ИСТОЧНИК:
══════════

В романе Иешуа и Воланд являются реальными представителями высших сил, управляющих миром, а не вымышленными (в рамках романа) персонажами христианской мифологии, прообразами которых они явились. Иешуа еще можно соотносить с евангельским Иисусом, но Воланд не имеет совершенно ничего общего со злобным мифическим христианским дьяволом. Поэтому бессмысленно приписывать Воланду отрицательные черты, воплощенные в христианской концепции Князя Тьмы.
Я не могу сказать, что меня восхищает образ Воланда. Восхищает то, чему можешь следовать, но нельзя следовать ни Богу, ни Дьяволу – это выше человеческих сил. Скорее, можно сказать, что этот образ потрясает; я бы не отказался от возможности задать ему некоторые вечные вопросы о Бытии, хотя заранее могу предположить, что его ответы я бы просто не сумел понять. Мои вопросы наверняка не имели бы смысла с его точки зрения, а по-другому я бы их сформулировать просто не смог. Ведь чтобы правильно задать вопрос, нужно знать хотя бы часть ответа…
С ведомством Иешуа Булгаков связал Свет. Разумеется, под светом здесь подразумевается отнюдь не полное отсутствие темноты, как нам пытается внушить Кураев, а только светлые начала, заложенные в человеке. Темные же стороны человечества достались ведомству Воланда, поэтому, условно говоря, его можно назвать ведомством Тьмы. Области работы света и тьмы в романе не пересекаются, по словам Воланда:
«Каждое ведомство должно заниматься своими делами»[13]. Но что же эти ведомства несут в мир? Добро или Зло, или и то и другое? Недалекий и глуповатый Левий Матвей явно полагает, что Свет – это добро, а Тьма – зло. Однако никаких реальных оснований для такого вывода роман не дает. Если ведомство Иешуа еще можно условно назвать ведомством Добра, при полной неясности, какое же именно добро оно творит, то под юрисдикцию ведомства Воланда только подпадают творящие зло, но само оно сотворением его в чистом виде (зло ради зла) не занимается. В сущности говоря, функции ведомства Воланда аналогичны функциям обычных спецслужб. Такие ведомства проклинает на словах любое общество, но на деле никогда не отказывается от них. Даже эвакуация Воландом Мастера и Маргариты с Земли к месту покоя более всего похожа на практикуемую в США программу «защиты свидетелей» – мнимая смерть и возможность продолжить бытие в новом месте, в новом образе и с чистыми документами.

══════════

ПРЕДОСТАВЛЕННЫЕ СВЕДЕНИЯ:

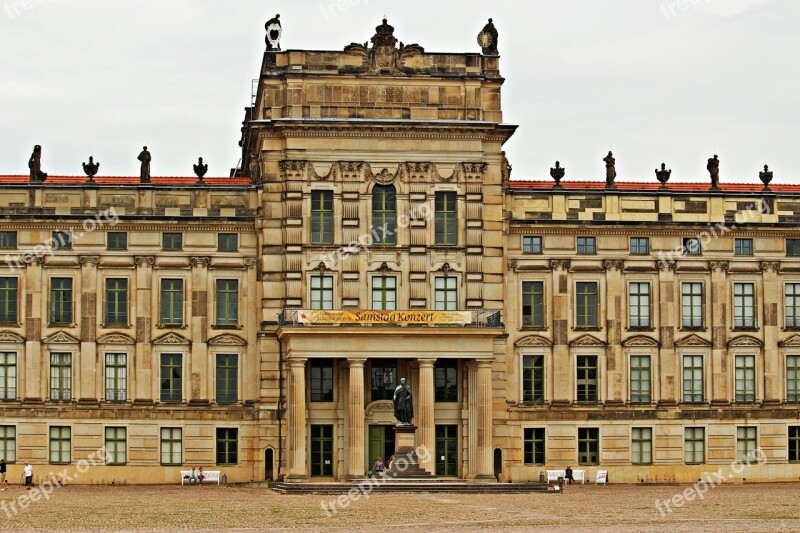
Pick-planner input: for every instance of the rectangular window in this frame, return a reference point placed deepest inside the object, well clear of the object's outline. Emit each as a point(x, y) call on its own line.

══════════

СПИСОК ЗАДАНИЙ:
a – Перечислите всех персонажей романа, которые упоминаются в тексте о Воланде и Иешуа.
b – Напишите продолжение текста о Воланде и Иешуа, которое начинается сразу после его последнего предложения.
Строки для работы здесь не понадобятся.

ВЫПОЛНЕННЫЕ ЗАДАНИЯ:
a – Иешуа, Воланд, Левий Матвей, Мастер, Маргарита.

b –
Ведомство Иешуа олицетворяет собою абстрактное милосердие –
«все люди добрые», – а ведомство Воланда – беспристрастную справедливость:
«Все будет правильно, на этом построен мир»[14], – говорит Воланд в финале романа. Воланд – наследник традиций Ветхого Завета, предписывающего беспристрастное, безэмоциональное воздаяние человеку сообразно с грехами его. Люди для него изначально греховны и сотканы из недостатков:
«<…> они – люди как люди. Любят деньги <…> Ну, легкомысленны… ну, что ж… и милосердие иногда стучится в их сердца… обыкновенные люди…»[15]. Иешуа же своей эмоциональной нравственной максимой
«все люди добрые» утверждает, что человек изначально содержит в себе добро:
«<…> злых людей нет на свете»[16]. Иешуа хочет открыть миру новую этическую категорию милосердия и любви. Его этика перекликается с отдельными заповедями Нового Завета, например:
«Сия есть заповедь Моя, да любите друг друга, как Я возлюбил вас» (Иоан. 15:12). Именно всепрощающее милосердие Иешуа, проповедуемые им любовь и сострадание противопоставлены в романе холодной, жестокой справедливости Воланда, логике заслуженного наказания. Награждение Мастера и Маргариты покоем одновременно сострадание и милосердие со стороны Иешуа и беспристрастная справедливость со стороны Воланда.Но проповедь абстрактного милосердия не находит в романе истинных последователей. Иешуа одинок в своих устремлениях. Уже его ближайший ученик Левий не прочь разобраться с конкурентами и окончательно покончить со
«злом и тенями». Это же «доброе» желание он испытывал и в прошлой жизни, говоря Пилату, что с его стороны будет такая борьба добра со злом,
«что крови еще будет»[17]. Но зло, как явление, нельзя уничтожить встречным злом, ибо оно возродится опять, как феникс из пепла, а «добрых» способов уничтожения зла в мире не существует. Любое зло есть следствие определенных причин, и его можно ликвидировать только уничтожив эти причины и заставив его самоустраниться, иначе круг зла никогда не разомкнется.
[1] Некоторые полагают, что жизнь – это не противостояние и не двуединство Добра и Зла, а борьба Зла с еще большим Злом.
[2] Бэлза И. Ф. Генеалогия «Мастера и Маргариты» // Контекст–1978. – М.: Наука, 1978, с. 206.
[3] Соколов Б. В. Булгаков: Энциклопедия. – М.: Алгоритм, 2003, с. 194.
[4] Ермолинский С. А. О времени, о Булгакове и о себе. – М.: Аграф, 2002, с. 112.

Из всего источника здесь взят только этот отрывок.